§ **Assignment**:
Quote exactly, and only, the lines of the material below from the line with "Would you mind pointing out the small waterfall" through the line with "Would you mind pointing out the green undergrowth".

(Dataset records)

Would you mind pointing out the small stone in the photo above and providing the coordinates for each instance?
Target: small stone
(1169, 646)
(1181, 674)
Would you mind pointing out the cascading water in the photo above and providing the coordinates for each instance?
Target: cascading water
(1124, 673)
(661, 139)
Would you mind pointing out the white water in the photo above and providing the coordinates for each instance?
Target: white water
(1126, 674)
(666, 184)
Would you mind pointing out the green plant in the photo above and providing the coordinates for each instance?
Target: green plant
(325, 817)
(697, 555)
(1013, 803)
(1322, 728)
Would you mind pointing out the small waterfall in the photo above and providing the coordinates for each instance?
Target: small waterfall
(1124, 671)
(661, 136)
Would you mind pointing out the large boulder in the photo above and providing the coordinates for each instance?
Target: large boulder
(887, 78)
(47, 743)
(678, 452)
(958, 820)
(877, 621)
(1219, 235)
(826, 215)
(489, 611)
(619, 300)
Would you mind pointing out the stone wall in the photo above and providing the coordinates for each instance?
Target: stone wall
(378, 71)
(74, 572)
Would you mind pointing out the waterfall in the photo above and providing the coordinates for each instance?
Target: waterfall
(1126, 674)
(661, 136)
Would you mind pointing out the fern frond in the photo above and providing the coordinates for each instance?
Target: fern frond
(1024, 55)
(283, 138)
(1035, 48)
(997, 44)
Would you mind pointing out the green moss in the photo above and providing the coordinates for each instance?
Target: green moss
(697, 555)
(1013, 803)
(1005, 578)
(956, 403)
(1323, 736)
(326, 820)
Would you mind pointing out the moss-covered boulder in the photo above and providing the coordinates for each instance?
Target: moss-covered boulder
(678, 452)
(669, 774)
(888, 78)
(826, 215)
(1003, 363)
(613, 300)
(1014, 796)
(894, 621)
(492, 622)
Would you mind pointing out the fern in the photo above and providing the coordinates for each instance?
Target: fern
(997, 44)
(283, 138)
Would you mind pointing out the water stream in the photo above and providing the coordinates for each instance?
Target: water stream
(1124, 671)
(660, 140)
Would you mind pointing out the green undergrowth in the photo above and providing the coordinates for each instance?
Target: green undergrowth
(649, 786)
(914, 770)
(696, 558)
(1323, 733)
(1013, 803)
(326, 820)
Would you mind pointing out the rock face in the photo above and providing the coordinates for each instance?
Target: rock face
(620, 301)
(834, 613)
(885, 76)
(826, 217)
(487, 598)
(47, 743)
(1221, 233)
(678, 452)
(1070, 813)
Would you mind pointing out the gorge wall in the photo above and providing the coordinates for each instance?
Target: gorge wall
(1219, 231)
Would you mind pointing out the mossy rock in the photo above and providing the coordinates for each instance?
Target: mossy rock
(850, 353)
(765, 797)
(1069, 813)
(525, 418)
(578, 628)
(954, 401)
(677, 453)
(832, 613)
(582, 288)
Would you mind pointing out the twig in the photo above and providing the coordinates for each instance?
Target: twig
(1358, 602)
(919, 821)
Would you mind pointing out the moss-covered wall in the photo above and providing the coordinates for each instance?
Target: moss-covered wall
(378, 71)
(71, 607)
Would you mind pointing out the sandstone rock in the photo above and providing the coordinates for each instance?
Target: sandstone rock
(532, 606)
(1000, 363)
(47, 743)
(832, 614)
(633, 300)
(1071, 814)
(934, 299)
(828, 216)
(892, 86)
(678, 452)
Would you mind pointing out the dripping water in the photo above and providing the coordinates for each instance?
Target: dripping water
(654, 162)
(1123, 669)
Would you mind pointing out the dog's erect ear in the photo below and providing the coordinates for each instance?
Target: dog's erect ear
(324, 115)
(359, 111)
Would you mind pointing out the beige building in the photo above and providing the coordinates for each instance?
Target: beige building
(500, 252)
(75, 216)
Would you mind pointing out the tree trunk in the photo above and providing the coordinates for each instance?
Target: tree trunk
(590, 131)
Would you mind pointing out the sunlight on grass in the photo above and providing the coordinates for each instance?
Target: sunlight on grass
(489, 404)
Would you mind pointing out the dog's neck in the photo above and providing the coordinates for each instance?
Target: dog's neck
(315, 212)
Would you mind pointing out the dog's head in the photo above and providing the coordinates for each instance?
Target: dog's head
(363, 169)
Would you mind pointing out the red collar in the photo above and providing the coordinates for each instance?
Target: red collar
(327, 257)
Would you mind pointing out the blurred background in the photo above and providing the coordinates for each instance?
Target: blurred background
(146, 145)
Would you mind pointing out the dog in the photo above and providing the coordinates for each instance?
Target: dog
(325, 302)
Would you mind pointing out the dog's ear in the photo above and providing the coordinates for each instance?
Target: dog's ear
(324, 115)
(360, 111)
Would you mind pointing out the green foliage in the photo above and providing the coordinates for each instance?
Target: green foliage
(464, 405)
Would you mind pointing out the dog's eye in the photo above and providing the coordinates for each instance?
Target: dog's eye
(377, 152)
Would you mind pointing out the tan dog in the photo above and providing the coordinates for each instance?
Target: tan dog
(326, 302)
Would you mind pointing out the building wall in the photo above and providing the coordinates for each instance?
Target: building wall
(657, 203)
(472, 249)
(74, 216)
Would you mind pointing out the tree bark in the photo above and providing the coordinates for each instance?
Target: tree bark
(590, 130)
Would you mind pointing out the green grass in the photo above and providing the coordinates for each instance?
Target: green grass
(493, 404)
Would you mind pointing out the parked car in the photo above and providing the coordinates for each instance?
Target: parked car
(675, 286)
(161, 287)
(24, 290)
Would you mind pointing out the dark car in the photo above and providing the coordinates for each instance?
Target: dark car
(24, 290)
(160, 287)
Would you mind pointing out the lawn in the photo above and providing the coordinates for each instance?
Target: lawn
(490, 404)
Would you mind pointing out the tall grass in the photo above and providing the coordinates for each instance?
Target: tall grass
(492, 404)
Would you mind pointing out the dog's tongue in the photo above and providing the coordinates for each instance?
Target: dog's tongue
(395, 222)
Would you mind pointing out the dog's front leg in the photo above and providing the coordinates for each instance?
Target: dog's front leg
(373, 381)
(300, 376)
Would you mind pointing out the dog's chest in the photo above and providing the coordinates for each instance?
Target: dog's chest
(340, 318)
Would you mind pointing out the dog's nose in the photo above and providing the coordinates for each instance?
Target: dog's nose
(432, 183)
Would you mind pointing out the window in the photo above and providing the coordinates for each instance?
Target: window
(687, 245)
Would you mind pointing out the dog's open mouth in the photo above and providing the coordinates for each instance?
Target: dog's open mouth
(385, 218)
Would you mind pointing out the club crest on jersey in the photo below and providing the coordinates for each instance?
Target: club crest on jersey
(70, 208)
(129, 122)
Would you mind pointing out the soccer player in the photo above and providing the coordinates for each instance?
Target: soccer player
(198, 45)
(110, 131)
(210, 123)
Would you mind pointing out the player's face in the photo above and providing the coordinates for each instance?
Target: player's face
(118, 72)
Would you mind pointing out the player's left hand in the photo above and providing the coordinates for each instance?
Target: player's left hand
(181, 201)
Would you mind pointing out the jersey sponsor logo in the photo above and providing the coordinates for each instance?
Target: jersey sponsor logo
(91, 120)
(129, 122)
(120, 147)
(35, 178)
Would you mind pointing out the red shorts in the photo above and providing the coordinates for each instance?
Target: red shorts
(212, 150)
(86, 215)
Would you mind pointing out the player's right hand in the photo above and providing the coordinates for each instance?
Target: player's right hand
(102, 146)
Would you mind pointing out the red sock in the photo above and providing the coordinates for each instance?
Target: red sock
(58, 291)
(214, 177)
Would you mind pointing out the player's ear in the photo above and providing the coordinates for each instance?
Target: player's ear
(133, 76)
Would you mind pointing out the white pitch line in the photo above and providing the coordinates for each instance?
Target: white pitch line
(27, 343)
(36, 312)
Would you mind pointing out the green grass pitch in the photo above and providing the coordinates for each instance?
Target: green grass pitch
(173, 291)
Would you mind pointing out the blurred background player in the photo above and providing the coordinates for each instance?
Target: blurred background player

(End Dataset records)

§ **Answer to the problem**:
Would you mind pointing out the small waterfall in the photo above and providing the coordinates for each instance?
Target: small waterfall
(1124, 671)
(661, 136)
Would you mind pointing out the large boulder in the photo above and providing the coordinates for each instance?
Target: large boulder
(887, 78)
(47, 743)
(678, 452)
(958, 820)
(877, 621)
(1219, 235)
(826, 215)
(489, 611)
(619, 300)
Would you mind pointing out the stone wall in the photo above and providing the coordinates for each instance?
Target: stone wall
(378, 71)
(74, 572)
Would you mind pointing out the waterfall in the photo above and providing the coordinates for each instance?
Target: waterfall
(1126, 674)
(661, 136)
Would you mind pointing out the fern frond in the photo above and providing the coordinates for each instance?
Target: fern frond
(1024, 55)
(283, 138)
(1035, 48)
(997, 44)
Would you mind pointing out the green moss in the photo above and providing the coordinates for each instance?
Target: green moss
(697, 555)
(1013, 803)
(1005, 578)
(956, 403)
(1323, 736)
(326, 820)
Would you mind pointing out the moss-covered boulder in the photo above and providing the coordinates for each instance?
Target: moss-covered boulder
(678, 452)
(669, 774)
(888, 78)
(826, 215)
(1003, 363)
(613, 300)
(1014, 796)
(894, 621)
(492, 622)
Would you mind pointing out the fern in the photo above and providing the coordinates for each instance?
Target: fern
(997, 44)
(283, 138)
Would you mind pointing out the water stream in the photo above and providing the coordinates for each instance?
Target: water stream
(1124, 671)
(660, 140)
Would you mind pointing out the green undergrowth in the photo above and providing the coordinates for each instance?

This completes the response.